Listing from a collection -

■ ■ ■ ■ ■ ■ ■

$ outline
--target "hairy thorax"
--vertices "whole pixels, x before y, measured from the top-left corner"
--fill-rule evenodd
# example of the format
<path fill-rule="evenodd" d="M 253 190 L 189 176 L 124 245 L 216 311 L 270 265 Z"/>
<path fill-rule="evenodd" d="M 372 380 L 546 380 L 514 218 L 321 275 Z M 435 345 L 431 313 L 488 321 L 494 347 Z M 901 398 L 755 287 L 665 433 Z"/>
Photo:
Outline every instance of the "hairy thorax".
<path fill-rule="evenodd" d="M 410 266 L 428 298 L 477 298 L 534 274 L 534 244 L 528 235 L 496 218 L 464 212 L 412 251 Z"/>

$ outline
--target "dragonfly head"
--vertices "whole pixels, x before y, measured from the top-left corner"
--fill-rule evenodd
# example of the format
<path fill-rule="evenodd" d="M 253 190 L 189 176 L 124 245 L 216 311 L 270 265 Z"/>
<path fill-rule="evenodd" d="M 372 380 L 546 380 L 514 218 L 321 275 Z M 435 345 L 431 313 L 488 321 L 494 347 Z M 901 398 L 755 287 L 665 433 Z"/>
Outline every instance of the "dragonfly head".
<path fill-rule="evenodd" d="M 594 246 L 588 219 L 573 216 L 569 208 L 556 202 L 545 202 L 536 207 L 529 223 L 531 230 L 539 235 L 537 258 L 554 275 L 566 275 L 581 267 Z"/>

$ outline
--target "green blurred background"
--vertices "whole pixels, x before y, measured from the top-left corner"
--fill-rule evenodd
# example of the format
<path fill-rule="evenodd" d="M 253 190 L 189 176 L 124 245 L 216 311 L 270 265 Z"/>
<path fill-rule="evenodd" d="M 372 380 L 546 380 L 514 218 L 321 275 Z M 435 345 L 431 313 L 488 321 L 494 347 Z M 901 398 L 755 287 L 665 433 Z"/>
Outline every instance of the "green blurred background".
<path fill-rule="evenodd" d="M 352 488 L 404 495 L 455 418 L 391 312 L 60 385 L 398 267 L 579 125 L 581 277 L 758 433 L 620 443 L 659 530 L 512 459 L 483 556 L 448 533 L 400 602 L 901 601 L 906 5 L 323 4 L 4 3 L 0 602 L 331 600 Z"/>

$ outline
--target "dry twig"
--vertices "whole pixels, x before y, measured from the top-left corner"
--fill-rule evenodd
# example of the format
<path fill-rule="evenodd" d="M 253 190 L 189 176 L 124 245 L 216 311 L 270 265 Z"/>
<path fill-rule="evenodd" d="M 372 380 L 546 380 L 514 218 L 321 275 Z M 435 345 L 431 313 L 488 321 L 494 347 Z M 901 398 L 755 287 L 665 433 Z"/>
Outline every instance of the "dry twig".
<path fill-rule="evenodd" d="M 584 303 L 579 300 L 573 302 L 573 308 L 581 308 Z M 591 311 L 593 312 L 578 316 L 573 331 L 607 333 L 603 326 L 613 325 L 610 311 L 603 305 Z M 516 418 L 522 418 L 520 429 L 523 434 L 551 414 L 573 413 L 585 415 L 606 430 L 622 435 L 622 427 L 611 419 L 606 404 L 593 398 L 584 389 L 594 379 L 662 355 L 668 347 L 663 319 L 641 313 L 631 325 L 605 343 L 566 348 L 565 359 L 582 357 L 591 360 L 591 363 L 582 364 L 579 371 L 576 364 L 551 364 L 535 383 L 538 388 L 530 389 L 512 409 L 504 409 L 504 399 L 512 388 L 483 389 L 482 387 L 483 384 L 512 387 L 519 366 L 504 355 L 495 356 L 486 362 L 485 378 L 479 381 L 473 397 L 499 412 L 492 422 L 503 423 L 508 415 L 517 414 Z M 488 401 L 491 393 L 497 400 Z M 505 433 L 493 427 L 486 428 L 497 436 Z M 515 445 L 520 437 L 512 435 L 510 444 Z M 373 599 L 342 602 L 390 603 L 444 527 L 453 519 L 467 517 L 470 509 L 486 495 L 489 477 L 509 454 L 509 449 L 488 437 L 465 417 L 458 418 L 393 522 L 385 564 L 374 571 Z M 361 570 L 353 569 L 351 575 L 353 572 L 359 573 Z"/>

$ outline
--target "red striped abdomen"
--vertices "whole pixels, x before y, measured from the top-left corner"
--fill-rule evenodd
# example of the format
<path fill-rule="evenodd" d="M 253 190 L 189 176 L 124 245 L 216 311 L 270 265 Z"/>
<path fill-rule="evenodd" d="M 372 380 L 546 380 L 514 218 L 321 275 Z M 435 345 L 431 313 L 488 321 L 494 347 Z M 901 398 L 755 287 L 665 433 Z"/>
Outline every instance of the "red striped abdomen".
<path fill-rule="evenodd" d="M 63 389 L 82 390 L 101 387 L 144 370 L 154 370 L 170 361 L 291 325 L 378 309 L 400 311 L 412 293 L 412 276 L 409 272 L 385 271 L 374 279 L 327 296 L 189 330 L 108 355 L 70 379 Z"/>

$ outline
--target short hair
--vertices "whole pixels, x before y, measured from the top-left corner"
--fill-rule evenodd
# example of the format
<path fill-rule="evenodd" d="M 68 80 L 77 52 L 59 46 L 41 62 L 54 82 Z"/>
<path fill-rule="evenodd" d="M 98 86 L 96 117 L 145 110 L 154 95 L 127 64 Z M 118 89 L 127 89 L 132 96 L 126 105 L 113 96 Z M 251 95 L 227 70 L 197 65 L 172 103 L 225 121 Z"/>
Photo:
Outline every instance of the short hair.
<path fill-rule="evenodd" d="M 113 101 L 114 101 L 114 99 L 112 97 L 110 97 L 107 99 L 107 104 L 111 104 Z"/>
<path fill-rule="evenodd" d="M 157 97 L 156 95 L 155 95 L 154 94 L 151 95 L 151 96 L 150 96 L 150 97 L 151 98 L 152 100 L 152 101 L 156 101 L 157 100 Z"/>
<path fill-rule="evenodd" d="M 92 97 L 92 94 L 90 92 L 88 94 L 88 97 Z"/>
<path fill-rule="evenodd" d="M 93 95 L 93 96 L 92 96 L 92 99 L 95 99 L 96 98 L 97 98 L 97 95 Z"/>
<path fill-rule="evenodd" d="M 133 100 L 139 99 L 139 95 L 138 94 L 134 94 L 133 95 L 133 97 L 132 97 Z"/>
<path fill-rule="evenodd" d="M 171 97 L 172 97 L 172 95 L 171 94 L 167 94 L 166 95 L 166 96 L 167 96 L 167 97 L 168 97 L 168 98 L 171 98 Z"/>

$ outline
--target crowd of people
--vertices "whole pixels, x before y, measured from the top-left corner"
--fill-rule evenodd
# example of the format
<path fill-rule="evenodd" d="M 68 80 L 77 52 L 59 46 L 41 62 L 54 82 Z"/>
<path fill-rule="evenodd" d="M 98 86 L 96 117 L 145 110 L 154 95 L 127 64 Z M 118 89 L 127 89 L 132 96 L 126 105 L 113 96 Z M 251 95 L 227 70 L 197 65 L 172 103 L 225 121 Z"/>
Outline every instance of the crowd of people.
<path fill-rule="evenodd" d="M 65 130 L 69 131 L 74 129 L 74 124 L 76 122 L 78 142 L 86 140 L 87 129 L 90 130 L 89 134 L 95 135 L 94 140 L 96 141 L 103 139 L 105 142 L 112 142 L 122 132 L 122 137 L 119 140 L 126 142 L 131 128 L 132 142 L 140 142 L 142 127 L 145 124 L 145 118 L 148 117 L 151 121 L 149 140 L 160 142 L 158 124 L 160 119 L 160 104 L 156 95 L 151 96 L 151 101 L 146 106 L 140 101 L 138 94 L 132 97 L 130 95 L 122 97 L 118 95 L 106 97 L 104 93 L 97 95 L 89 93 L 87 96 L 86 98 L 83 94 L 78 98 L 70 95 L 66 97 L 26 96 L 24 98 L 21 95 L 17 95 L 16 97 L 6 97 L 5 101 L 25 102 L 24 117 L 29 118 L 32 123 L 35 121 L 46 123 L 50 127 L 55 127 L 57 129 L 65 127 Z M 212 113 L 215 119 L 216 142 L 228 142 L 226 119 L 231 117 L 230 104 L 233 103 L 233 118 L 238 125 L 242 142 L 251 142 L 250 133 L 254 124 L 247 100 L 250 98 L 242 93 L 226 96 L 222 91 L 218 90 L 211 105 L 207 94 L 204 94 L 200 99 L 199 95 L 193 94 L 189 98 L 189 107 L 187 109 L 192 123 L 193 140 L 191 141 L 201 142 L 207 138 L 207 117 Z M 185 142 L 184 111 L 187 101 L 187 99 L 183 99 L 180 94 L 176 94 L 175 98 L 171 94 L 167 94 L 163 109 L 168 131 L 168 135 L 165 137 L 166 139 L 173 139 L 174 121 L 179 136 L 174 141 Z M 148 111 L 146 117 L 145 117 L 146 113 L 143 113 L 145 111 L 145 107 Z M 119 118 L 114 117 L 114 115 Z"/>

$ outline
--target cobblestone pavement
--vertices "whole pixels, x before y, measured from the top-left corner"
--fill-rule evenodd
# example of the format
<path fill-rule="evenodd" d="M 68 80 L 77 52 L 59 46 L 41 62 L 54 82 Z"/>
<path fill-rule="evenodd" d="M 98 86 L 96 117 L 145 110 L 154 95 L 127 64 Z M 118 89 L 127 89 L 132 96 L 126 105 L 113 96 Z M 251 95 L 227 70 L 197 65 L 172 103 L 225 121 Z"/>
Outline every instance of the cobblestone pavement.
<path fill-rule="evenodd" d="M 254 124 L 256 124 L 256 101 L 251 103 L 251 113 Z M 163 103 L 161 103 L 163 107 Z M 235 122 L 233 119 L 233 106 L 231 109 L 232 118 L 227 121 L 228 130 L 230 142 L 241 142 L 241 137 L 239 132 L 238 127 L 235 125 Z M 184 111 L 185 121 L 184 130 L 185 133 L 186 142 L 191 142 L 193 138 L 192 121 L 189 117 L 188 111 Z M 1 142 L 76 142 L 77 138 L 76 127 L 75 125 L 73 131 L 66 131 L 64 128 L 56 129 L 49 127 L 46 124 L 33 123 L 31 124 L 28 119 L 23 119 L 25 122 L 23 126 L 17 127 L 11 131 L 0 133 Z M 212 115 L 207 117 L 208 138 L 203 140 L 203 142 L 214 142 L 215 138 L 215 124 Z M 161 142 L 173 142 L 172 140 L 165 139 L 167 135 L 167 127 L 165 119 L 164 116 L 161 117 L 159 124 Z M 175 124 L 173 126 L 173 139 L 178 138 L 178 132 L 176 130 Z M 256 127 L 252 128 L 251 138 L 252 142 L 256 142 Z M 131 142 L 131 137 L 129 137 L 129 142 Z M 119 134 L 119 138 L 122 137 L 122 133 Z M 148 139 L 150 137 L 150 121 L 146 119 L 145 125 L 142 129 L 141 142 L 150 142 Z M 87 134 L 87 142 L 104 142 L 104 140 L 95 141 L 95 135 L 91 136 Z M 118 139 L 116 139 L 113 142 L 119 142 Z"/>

■ ■ ■ ■ ■ ■ ■

The request -
Update the part of the listing that opens with its first line and closes with the line containing "410 266 L 428", replacing "hairy thorax" with "bristly thorax" and leaving everything else unchanged. Give back only those lines.

Solution -
$ outline
--target "bristly thorax"
--vertices "whole pixels, x before y, measured from the top-left corner"
--fill-rule evenodd
# example of the format
<path fill-rule="evenodd" d="M 253 190 L 189 176 L 124 245 L 216 311 L 270 265 Z"/>
<path fill-rule="evenodd" d="M 372 380 L 546 380 L 514 218 L 321 275 Z M 435 345 L 431 313 L 488 321 L 494 347 Z M 901 398 L 755 287 L 665 433 Z"/>
Photo:
Outline every instance of the "bristly thorax".
<path fill-rule="evenodd" d="M 410 266 L 428 298 L 477 298 L 534 274 L 534 244 L 528 235 L 496 218 L 464 212 L 412 251 Z"/>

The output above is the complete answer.